▶ **ARTICLE**:
[Start]
This was October (photo dump)

Yesterday’s sunrise. I was almost at work when the sky decided to light up like this. I pulled over and took a couple of photos.
Another soap bubble. It was more of an experiment, but the colours look nice.
Another one from close to work… I walk up these stairs every day when I work. Some mornings the view is beautiful like this.
Last Saturday, I sat in class again. I was early, I always am. The class was about picture books. It was very entertaining. And the teacher read many books to us. The seven hour class went by quickly.
This photo got a lot of attention all around. And you know what?! It made me post it more often and make it my profile photo. One person said I was looking suggestive. Another one said I looked changed. The truth of the photo (and I shared it here before too): it was taken at 6.30 in the morning. My face and eyes were still puffy. My hair was straightened for once. I was hunched over. And felt nice. I hadn’t slept well that night and sometimes that makes me put in the effort to look nice. Anyway… It’s not sexy or suggestive. It’s just me early in the morning.
[End]
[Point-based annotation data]
[Start]
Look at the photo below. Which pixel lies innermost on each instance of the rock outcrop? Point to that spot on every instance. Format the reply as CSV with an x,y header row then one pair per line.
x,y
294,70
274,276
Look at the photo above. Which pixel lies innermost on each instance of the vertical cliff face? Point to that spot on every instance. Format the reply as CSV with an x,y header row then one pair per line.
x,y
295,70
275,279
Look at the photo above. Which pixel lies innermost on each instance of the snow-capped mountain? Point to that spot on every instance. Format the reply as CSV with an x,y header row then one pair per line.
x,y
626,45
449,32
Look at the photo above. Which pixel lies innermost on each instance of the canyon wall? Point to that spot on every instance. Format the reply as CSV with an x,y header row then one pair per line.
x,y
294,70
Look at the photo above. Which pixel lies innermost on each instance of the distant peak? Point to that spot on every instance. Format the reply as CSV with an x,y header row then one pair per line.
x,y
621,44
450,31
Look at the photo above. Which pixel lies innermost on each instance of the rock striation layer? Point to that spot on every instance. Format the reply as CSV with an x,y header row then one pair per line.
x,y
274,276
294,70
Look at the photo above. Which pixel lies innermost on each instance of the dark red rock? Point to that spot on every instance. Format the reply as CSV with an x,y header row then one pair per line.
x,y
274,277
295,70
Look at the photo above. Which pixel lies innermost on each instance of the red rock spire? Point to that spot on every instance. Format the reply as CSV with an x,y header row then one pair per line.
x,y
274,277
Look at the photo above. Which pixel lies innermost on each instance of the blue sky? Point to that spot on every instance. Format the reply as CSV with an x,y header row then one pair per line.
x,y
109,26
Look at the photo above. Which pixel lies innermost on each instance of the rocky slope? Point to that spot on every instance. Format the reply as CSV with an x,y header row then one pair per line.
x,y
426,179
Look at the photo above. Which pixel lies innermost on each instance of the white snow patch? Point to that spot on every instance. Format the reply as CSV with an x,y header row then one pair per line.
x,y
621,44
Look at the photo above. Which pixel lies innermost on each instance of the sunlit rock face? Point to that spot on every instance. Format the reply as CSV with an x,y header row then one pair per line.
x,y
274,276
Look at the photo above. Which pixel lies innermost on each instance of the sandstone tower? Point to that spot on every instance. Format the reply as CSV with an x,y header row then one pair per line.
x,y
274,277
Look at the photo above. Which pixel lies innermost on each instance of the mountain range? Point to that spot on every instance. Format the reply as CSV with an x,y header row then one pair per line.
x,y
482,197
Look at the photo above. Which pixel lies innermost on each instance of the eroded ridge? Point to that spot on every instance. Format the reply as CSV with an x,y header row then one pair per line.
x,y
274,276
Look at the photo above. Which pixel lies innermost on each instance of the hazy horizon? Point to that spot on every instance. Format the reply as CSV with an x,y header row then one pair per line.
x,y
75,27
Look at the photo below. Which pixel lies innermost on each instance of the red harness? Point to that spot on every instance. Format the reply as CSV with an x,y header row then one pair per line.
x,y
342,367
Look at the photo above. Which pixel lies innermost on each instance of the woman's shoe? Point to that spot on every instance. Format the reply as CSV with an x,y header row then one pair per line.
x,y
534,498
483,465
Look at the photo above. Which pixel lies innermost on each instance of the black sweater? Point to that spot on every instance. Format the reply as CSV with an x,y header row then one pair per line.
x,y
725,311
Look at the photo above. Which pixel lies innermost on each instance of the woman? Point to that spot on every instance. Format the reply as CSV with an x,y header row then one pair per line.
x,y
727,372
[End]
▶ **WHAT TO DO**:
A) According to the October post, how long was the class about picture books?
B) Reproduce the October post verbatim, beginning at the words "Last Saturday, I" and stopping after "early in the morning.".
C) Carry on the October post from where it stops.

▶ **RESPONSE LIST**:
A) Seven hours.

B)
Last Saturday, I sat in class again. I was early, I always am. The class was about picture books. It was very entertaining. And the teacher read many books to us. The seven hour class went by quickly.
This photo got a lot of attention all around. And you know what?! It made me post it more often and make it my profile photo. One person said I was looking suggestive. Another one said I looked changed. The truth of the photo (and I shared it here before too): it was taken at 6.30 in the morning. My face and eyes were still puffy. My hair was straightened for once. I was hunched over. And felt nice. I hadn’t slept well that night and sometimes that makes me put in the effort to look nice. Anyway… It’s not sexy or suggestive. It’s just me early in the morning.

C)
The weather was weird in October. Lots of rain but sometimes the sky opened for a couple of minutes and lit the world in this unique way.
Ha! Another one of me. It goes to show that different angles reveal different things. I have no idea why. About the top I am wearing: last year (and the year before) I had a severely autistic child in my class. Absolutely lovely boy, but no inclusion could help him to adapt to a “normal” school. Whenever I was wearing that top with the hole pattern on both arms, he put his finger through every one of the holes and laughed. I miss him sometimes and would like to know that he is well. But that’s not how things work over here.
And a fallen leaf. It was as if it was waving at me.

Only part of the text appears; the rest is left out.